### Material provided ###

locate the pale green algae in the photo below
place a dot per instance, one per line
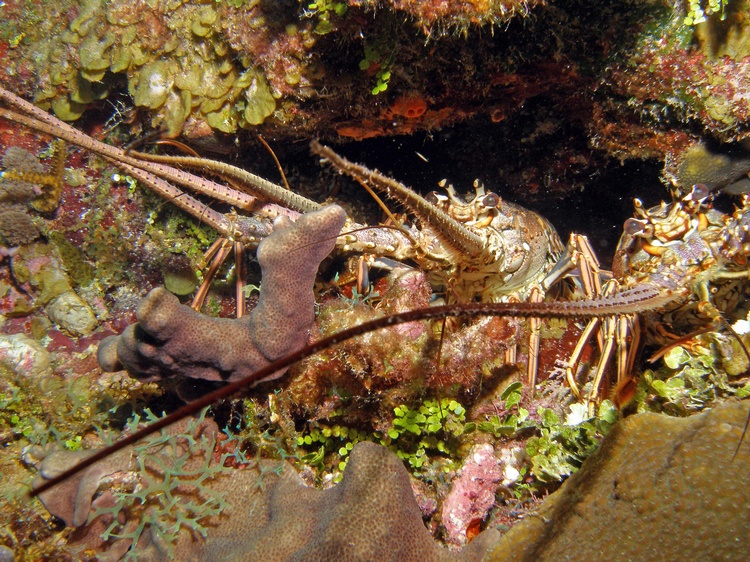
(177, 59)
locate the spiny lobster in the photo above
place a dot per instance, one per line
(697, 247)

###
### Material provided ###

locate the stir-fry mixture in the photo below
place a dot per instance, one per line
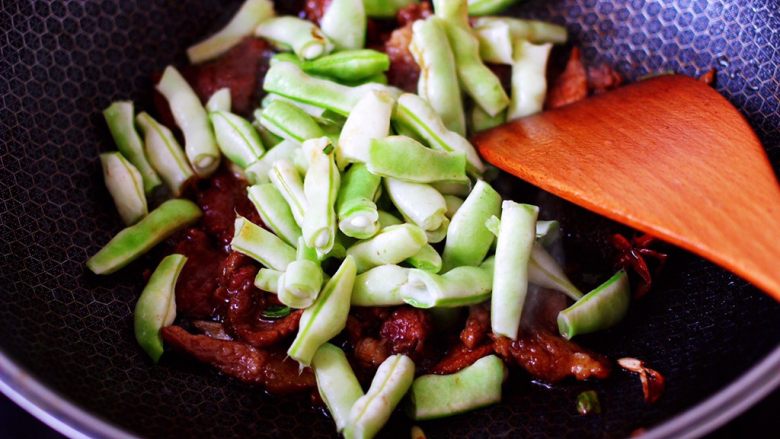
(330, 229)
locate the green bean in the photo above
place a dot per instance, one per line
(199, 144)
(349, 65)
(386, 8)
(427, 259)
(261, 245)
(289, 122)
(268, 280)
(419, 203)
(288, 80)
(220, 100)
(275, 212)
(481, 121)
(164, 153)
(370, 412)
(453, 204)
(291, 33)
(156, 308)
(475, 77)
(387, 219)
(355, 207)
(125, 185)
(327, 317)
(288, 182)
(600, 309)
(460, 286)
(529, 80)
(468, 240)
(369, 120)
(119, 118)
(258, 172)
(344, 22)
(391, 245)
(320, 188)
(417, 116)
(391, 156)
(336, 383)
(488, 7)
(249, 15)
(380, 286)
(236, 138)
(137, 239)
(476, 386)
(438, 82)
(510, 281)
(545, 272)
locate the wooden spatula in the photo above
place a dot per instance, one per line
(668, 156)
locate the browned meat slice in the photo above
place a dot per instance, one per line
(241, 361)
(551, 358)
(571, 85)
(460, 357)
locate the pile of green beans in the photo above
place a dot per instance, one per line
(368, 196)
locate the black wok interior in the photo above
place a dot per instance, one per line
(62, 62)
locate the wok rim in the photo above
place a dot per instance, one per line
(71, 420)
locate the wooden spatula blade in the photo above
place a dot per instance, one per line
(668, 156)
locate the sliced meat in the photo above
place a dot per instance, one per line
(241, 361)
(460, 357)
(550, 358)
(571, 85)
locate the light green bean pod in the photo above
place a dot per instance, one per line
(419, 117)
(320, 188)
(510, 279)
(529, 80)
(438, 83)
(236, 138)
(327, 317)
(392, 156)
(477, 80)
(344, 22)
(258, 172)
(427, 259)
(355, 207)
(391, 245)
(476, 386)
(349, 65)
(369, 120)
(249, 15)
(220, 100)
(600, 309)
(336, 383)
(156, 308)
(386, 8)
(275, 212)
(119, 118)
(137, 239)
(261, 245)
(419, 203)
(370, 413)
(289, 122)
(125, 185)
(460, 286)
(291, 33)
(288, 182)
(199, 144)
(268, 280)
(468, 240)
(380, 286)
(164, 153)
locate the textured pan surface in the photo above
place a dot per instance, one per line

###
### Material provided ###

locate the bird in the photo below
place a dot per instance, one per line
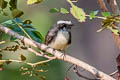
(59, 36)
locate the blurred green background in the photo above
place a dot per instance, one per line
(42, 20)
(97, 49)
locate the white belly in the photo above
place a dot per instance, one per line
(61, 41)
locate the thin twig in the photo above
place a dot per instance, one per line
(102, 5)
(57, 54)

###

Report how many lines in the rows above contain the string "wooden". Give only the number.

2